Set down the line that contains "the car roof" and every line after it to the end of the entries, exactly as they stand and nothing more.

┏━━

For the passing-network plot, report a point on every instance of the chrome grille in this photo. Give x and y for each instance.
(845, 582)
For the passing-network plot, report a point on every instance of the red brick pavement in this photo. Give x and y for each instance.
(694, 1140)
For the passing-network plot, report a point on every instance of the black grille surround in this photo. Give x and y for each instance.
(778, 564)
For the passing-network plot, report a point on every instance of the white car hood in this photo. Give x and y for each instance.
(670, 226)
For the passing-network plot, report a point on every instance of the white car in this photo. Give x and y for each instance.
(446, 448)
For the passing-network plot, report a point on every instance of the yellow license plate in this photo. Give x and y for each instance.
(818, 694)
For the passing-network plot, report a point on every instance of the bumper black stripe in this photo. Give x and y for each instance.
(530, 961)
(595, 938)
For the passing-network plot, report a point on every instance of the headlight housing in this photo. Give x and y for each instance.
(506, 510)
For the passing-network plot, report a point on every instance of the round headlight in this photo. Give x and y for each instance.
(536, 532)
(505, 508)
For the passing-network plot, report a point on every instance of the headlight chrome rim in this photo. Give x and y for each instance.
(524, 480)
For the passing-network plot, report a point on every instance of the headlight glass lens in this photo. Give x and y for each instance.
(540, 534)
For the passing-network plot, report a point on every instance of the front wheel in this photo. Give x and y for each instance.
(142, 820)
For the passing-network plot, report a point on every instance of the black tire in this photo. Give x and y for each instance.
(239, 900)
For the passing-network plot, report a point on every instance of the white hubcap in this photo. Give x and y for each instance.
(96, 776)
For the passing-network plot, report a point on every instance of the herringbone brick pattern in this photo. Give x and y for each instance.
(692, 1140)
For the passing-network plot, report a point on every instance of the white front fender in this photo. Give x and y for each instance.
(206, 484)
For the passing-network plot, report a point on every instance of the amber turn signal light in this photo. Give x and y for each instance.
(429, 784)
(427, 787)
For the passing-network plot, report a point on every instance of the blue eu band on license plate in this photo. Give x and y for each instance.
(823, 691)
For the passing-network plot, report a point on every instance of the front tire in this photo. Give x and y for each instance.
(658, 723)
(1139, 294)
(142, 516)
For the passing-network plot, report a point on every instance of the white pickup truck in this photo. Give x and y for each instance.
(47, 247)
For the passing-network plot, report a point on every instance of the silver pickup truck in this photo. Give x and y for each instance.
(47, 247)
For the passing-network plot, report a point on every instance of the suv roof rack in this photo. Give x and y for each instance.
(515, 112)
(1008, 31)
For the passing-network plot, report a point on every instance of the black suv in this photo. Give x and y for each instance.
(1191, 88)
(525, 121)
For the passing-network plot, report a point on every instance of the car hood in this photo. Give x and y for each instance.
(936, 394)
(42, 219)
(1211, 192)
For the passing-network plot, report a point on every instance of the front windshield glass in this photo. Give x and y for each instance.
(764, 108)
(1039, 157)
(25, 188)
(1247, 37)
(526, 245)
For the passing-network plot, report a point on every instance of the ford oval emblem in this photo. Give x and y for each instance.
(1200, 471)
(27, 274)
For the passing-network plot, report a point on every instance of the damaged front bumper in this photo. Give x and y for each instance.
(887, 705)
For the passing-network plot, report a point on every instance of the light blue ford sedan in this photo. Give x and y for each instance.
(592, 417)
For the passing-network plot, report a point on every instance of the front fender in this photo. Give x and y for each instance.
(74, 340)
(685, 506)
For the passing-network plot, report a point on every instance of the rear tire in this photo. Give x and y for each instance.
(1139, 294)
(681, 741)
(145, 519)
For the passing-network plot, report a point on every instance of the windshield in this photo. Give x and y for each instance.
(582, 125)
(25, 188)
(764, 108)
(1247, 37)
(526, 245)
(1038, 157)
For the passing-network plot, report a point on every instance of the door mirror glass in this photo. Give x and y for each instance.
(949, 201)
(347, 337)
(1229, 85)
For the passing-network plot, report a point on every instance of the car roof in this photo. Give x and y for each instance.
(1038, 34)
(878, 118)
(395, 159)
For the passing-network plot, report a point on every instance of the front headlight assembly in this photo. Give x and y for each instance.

┗━━

Final answer =>
For the passing-network plot, report a point on every instance of the car roof in this photo. Give x and y for each instance.
(1038, 34)
(878, 118)
(395, 159)
For the passing-network plot, report a point on every instance of the front headlight assembly in this photo. Give x and y for each instance.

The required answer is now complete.